| SOURCE RECORDS |
+++
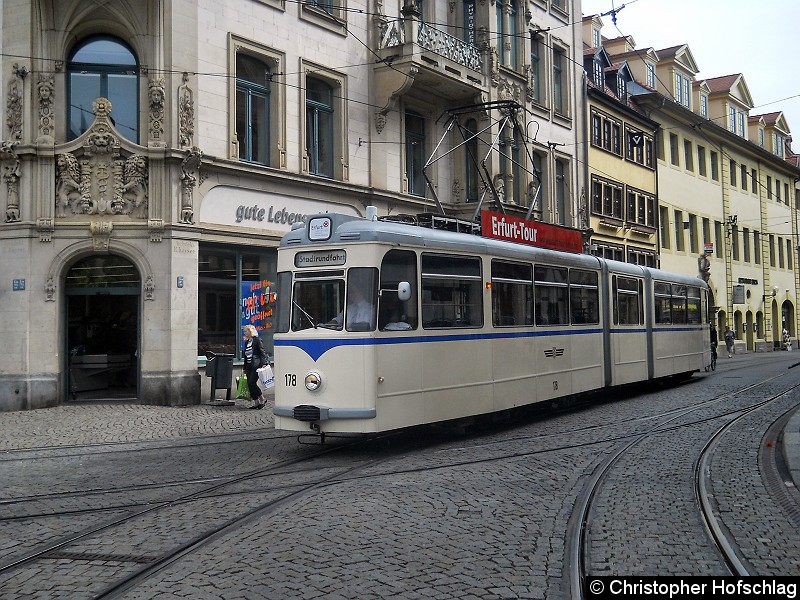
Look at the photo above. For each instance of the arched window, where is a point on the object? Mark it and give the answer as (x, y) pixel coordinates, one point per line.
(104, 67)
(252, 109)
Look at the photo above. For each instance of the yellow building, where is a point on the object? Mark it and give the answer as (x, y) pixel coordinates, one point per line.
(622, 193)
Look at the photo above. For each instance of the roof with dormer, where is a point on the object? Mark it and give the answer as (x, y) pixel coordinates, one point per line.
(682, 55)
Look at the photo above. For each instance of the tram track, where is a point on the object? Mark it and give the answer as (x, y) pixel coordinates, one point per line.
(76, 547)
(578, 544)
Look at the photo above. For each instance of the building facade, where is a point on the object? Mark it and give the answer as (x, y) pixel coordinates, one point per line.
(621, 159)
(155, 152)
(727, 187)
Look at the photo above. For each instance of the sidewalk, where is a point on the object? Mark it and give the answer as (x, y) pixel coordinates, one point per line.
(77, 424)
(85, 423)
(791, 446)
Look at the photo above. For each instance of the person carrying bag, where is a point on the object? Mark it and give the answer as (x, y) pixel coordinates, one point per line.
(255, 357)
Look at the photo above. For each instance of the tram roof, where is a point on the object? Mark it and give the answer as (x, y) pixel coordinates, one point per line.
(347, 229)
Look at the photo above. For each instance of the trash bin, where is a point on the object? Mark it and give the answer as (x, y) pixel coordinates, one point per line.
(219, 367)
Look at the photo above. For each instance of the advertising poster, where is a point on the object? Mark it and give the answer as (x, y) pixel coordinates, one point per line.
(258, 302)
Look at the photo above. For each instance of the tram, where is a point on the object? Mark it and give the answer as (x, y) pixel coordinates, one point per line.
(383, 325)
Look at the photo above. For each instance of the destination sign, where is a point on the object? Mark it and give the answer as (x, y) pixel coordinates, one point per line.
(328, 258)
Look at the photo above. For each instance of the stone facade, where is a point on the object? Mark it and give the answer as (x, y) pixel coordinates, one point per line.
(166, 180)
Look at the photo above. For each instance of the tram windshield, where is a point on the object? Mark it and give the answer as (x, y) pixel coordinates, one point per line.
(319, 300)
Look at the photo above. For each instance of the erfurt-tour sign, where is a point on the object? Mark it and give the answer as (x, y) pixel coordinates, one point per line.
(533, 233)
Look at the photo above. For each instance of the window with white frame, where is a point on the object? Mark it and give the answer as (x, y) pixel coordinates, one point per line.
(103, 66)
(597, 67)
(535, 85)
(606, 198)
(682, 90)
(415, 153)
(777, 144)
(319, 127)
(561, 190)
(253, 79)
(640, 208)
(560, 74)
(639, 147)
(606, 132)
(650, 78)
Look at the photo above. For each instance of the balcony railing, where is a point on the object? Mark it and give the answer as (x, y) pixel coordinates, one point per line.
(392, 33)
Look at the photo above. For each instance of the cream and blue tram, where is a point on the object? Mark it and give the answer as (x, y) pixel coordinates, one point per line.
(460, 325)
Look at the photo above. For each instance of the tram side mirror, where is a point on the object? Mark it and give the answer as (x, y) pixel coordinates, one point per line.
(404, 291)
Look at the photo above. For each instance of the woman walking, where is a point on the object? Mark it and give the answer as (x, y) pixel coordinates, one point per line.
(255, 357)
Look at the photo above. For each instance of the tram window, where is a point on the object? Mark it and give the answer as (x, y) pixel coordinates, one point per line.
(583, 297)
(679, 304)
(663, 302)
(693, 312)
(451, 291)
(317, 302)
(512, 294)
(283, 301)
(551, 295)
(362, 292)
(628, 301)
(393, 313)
+++
| YOUR OBJECTIVE |
Only these lines should appear in the reply: the one containing "the tram side", the last line of the data, and all lines between them, each copied exactly.

| SOLUTION TO THIS PROBLEM |
Look at the photo above. For each instance of the tram side mirror, where is a point on the object? Mark it and give the answer as (x, y) pixel coordinates, one point per line.
(404, 291)
Look at the photo above. For each instance of the woman walking, where is a point on the object? Mark it and give the answer as (x, y) pixel coordinates, one point per line.
(255, 357)
Look at the photo above. For each instance of the tram window, where is a point on the object? Mark it and give the answer as (x, y) pixel coordinates, one point per line.
(583, 297)
(679, 304)
(663, 302)
(693, 312)
(451, 291)
(317, 302)
(512, 294)
(283, 301)
(551, 295)
(362, 292)
(628, 301)
(393, 313)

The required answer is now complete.